[Task brief]: I would like every record printed again, exactly as shown.

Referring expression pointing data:
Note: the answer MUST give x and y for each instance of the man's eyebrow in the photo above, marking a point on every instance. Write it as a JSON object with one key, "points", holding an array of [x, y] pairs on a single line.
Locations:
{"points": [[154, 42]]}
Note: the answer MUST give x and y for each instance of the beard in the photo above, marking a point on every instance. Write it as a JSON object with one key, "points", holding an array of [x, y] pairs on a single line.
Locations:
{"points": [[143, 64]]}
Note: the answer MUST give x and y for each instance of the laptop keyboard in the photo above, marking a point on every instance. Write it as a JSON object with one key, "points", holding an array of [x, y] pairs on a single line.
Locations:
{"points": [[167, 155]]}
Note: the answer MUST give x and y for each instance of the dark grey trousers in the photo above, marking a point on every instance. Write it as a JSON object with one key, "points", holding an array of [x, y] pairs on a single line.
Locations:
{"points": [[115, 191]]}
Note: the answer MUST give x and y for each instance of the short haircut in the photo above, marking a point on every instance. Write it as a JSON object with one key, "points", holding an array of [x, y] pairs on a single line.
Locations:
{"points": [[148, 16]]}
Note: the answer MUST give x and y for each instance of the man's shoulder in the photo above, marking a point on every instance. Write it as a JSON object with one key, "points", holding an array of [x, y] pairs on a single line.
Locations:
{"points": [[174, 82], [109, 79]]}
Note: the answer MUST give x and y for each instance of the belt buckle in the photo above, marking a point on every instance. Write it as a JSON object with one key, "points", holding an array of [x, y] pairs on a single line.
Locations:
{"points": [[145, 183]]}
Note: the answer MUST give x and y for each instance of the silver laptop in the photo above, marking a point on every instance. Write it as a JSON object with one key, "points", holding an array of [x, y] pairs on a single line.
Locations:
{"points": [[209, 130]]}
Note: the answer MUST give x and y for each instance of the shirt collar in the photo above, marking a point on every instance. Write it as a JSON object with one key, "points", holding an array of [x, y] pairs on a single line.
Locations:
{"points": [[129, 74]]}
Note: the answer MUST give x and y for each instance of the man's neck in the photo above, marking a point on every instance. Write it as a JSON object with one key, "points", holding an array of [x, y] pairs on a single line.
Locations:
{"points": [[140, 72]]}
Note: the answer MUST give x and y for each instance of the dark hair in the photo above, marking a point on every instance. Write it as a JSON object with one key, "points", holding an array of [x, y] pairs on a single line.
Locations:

[Output below]:
Note: the answer MUST give x and y for each instance of the man's eyebrow in the photo above, marking a point on every instance. Write it as a JSON object with one key, "points", holding an array of [x, y] pairs on a single line.
Locations:
{"points": [[154, 42]]}
Note: the answer MUST give x and y for each instance of the beard in the photo above, marking a point on every instance. Write it as a JSON object with one key, "points", holding an array of [x, y] pairs on a single line.
Locations:
{"points": [[143, 64]]}
Note: the answer MUST give x and y for each instance of the laptop keyboard in the photo above, marking a point on every instance. Write it as a JSON object with one key, "points", holding an array of [x, y] pairs on a single line.
Locations:
{"points": [[167, 155]]}
Note: the answer MUST give x and y for each instance of the dark grey trousers in the photo above, marking a point on every instance. Write it as a JSON object with one key, "points", holding an array of [x, y] pairs on a single line.
Locations:
{"points": [[115, 191]]}
Note: the answer MUST give x and y for each instance of the short haircut in the photo above, marking a point on every instance. Write it as a JSON object with one key, "points", holding an array of [x, y] pairs on a single line.
Locations:
{"points": [[148, 16]]}
Note: the answer MUST give x and y for each instance of the man's shoulder in the photo above, marking a point on every instance. Write it as a JSON object with one key, "points", holding an array of [x, y] pairs on a single line.
Locations:
{"points": [[174, 82], [109, 79]]}
Note: the answer MUST give x and y for each instance of the belt buckle in the photo above, marking a point on every instance. Write it as a JSON object with one key, "points", holding an array of [x, y] pairs on a single line.
Locations:
{"points": [[145, 183]]}
Note: the answer MUST give x and y for each instance of the silver laptop in the photo above, marking a point on every instance. Write it as a JSON object with one key, "points", holding an array of [x, y] pairs on a single line.
Locations:
{"points": [[209, 130]]}
Note: the answer MUST give x and y for each instance of the shirt collar in the photo above, marking a point on every instance. Write it as a JSON object with one key, "points", holding an array of [x, y] pairs on a single line.
Locations:
{"points": [[129, 74]]}
Note: the answer MUST give x and y for each instance of the man's neck in the photo above, marking a point on every instance. Write it as a JSON object with one key, "points", holding an array of [x, y] pairs on a single line.
Locations:
{"points": [[140, 72]]}
Note: the answer MUST give x and y for each instance of the dark hair in the photo above, marking a point on every instance. Write it as a JSON object with one key, "points", holding an array of [x, y] pairs on a single line.
Locations:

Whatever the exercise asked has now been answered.